_To do:_
(1) In the VR article below, set down word for word the stretch that begins at "The researchers built" and stops after "greatest visual acuity.".
(2) Recast the paragraph of the VR article below that opens with "This combination of eye-tracking" as a short bulleted list that keeps its main facts.

_Passage given:_
════

Bringing greater reality to virtual reality
By Andrew Myers
As impressive and lifelike as virtual reality (VR) systems are today, they don’t quite produce the ultra-high-resolution video necessary for optimal “immersive” experiences … yet. Exactly why that is has a lot to do with bandwidth—all that high resolution imagery and rapid framerates chew up data, fast. The computers can’t keep up. In a new paper, researchers at Stanford University recently explored a clever solution to the problem by mimicking the eye’s own mechanisms for sight.
The researchers built an innovative prototype of a “foveated” compression system that works in conjunction with gaze tracking. The fovea is the ophthalmological term for the area of the retina with greatest visual acuity.
This combination of eye-tracking, compression, and ultra-low latency is, the team believes, a first in Internet-based VR video systems. It is based on a client-and-server model, in which the client is the virtual reality headset. The client tracks and reports the viewer’s current gaze position for every frame, allowing the server to encode the next frame foveated on the viewer’s precise gaze position.

════

_Supplied records:_
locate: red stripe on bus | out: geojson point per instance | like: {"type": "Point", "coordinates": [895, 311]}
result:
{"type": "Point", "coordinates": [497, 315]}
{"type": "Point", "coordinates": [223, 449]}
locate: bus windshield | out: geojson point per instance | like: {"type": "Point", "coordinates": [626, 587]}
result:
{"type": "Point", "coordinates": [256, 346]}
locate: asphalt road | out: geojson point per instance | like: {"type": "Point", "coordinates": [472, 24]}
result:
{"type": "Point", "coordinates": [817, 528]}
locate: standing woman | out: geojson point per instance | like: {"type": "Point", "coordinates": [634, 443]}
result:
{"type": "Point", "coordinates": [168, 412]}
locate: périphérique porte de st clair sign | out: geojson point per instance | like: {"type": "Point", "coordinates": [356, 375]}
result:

════

_The answers:_
(1)
The researchers built an innovative prototype of a “foveated” compression system that works in conjunction with gaze tracking. The fovea is the ophthalmological term for the area of the retina with greatest visual acuity.

(2)
- The team believes its combination of eye-tracking, compression, and ultra-low latency is a first in Internet-based VR video systems.
- The system follows a client-and-server model, and the VR headset is the client.
- For every frame, the client tracks and reports the viewer's current gaze position.
- The server then encodes the next frame foveated on that precise gaze position.